WHAT IS ASKED:
(a) Return, word for word, the portion of the plotting-or-pantsing post from "It’s another month, and" up to and including "process for another.".
(b) Supply the next part of the plotting-or-pantsing post, starting after its final sentence.
— start of TEXT —
It’s another month, and another authors’ Round Robin. This month our topic has been set by author Skye Taylor…

Plotting or pantsing – which method do you prefer?
Since this question is all about creating story structure, I’m answering with my developmental editor’s hat on.

(I don’t really have a developmental editor’s hat, but if I did, it would be brilliant if it looked something like this.)
Creating story structure
Giving feedback on a story’s structure is one of those tasks I find particularly difficult as a fiction editor. This is because every writer has their own way of structuring a story, and what works for one person can totally ruin the creative process for another.

In my own writing, I have an outline. I know where I’m starting and ending; I know the chief personality traits of my characters, and I know what needs to happen for them to get the happy ending they deserve. I don’t like to plan every single chapter, because then the story would be done with in my head and I’d find that thoroughly boring to write up. I like to let ideas bubble and ferment as I’m getting the basic story down. This is why I wrote in this post on ‘Why the best ideas often come after you’ve started writing’.
I was interested to read in this biography of Georgette Heyer, by Jane Aiken Hodge, that Heyer wrote her novels in a similar way. She would write letters to her publisher saying things like, ‘I expect you want to know how my hero ends up in the same town as my heroine. Let’s not worry about that one now. All will become clear as we go along.’
Focus on your story’s core idea
It helps that I’m quite a focused writer. If I have a new idea, it will fit in with my overall outline. I don’t find it hard to stick to the core idea, without drifting.
— end of TEXT —
— start of ENTRIES SHOWN —
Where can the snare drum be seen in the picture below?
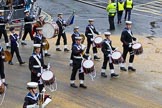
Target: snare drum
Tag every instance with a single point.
(117, 57)
(98, 41)
(137, 48)
(88, 66)
(48, 77)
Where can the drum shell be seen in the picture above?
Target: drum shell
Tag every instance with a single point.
(98, 45)
(138, 51)
(88, 70)
(118, 60)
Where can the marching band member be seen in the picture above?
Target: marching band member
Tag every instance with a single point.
(127, 40)
(77, 51)
(89, 33)
(38, 39)
(33, 99)
(75, 34)
(3, 30)
(2, 74)
(39, 23)
(36, 63)
(15, 46)
(61, 24)
(107, 50)
(27, 27)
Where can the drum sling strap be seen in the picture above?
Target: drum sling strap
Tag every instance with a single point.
(110, 60)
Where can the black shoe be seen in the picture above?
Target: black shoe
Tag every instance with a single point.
(47, 55)
(103, 75)
(66, 50)
(23, 43)
(10, 63)
(73, 85)
(22, 63)
(83, 86)
(58, 49)
(8, 47)
(131, 69)
(5, 84)
(71, 64)
(96, 58)
(114, 75)
(123, 69)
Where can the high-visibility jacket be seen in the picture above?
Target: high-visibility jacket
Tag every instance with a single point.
(111, 9)
(129, 4)
(120, 6)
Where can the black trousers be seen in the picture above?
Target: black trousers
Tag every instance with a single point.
(127, 13)
(16, 50)
(63, 35)
(106, 60)
(2, 70)
(76, 66)
(111, 22)
(89, 43)
(126, 49)
(119, 14)
(4, 34)
(26, 31)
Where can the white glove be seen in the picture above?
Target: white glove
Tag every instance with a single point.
(130, 45)
(3, 57)
(38, 74)
(92, 39)
(44, 43)
(47, 101)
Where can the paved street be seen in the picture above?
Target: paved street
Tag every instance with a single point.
(131, 90)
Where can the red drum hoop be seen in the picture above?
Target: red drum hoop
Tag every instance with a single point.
(88, 66)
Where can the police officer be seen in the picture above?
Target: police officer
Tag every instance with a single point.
(127, 40)
(77, 51)
(36, 63)
(75, 34)
(111, 9)
(61, 24)
(2, 74)
(15, 46)
(120, 9)
(27, 27)
(89, 33)
(39, 23)
(3, 29)
(107, 50)
(34, 99)
(39, 39)
(128, 5)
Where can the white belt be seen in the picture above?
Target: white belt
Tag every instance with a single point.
(78, 57)
(90, 34)
(36, 66)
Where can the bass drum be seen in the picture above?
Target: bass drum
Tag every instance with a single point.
(50, 30)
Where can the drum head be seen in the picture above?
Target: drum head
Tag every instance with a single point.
(98, 40)
(136, 46)
(48, 30)
(116, 55)
(88, 64)
(47, 75)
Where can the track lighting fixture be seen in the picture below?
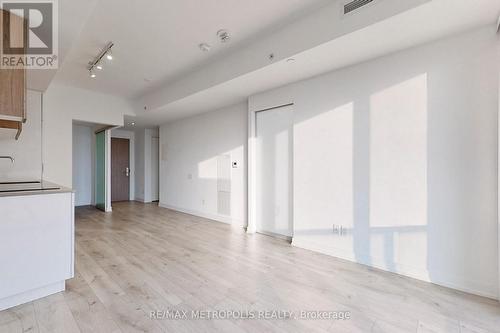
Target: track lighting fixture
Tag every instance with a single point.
(97, 62)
— end of ENTRIES SHOWN —
OUTPUTS IN ORDER:
(a)
It’s another month, and another authors’ Round Robin. This month our topic has been set by author Skye Taylor…

Plotting or pantsing – which method do you prefer?
Since this question is all about creating story structure, I’m answering with my developmental editor’s hat on.

(I don’t really have a developmental editor’s hat, but if I did, it would be brilliant if it looked something like this.)
Creating story structure
Giving feedback on a story’s structure is one of those tasks I find particularly difficult as a fiction editor. This is because every writer has their own way of structuring a story, and what works for one person can totally ruin the creative process for another.

(b)
Which leads to the piece of advice I most often give in developmental feedback: focus, focus, focus.
What is your story about?
Whether you’re a plotter or a pantser, you need to be able to answer the simple question: what is your story about? And ideally you should be able to answer in a line or two. This may seem reductive, but if you can’t answer in a line or two, this can be a sign that the story is drifting.

Here are just a couple of examples:
To Kill a Mocking Bird is about a lawyer who tries to defend a black man falsely accused of rape by a white woman. The story is narrated by his six-year-old daughter, whose innocent, child-like view casts a spotlight on racial prejudice.
A Tale of Two Cities is about the lives of two very different men – Charles Darnay, an exiled French aristocrat, and Sydney Carton, a self-centred but brilliant English lawyer – who both fall in love with Lucie Manette. Because of love, Sydney Carton makes the ultimate sacrifice for Lucie and Charles, and proves himself to be a hero.
These are the core ideas of these two novels. Perhaps you have a great idea for a story. It’s when you come to write an entire novel around it that the difficulty starts. (Writing a novel isn’t easy!) You may find yourself running out of steam halfway through. The temptation then is to throw in another idea, to keep the reader’s interest, and to drift off for several chapters with some great scenes involving unrelated characters or a new source of tension.
Or perhaps you’ve simply got bored. After all, writing a novel takes time, and it may be many months since your first exciting lightbulb moment. But remember, a novel isn’t just a series of great scenes. A series of scenes, no matter how well written, will start to become dull. Every single scene and piece of dialogue, and every single character, needs to be there to serve your core story. Each scene has to be there to drive the story forward or reveal something about one of the characters. It helps to ask yourself the question: if this scene or character were cut, would it matter? If the answer is no, then why not just cut?

Character depth and story structure
One of my favourite tips is: ‘Be brave!’ Don’t create characters and then run away from them to create someone new. Stick with your characters through thick and thin and page after page of writing. If you do, you (and the reader) will get to know them like real people, and your characters will have the depth they deserve.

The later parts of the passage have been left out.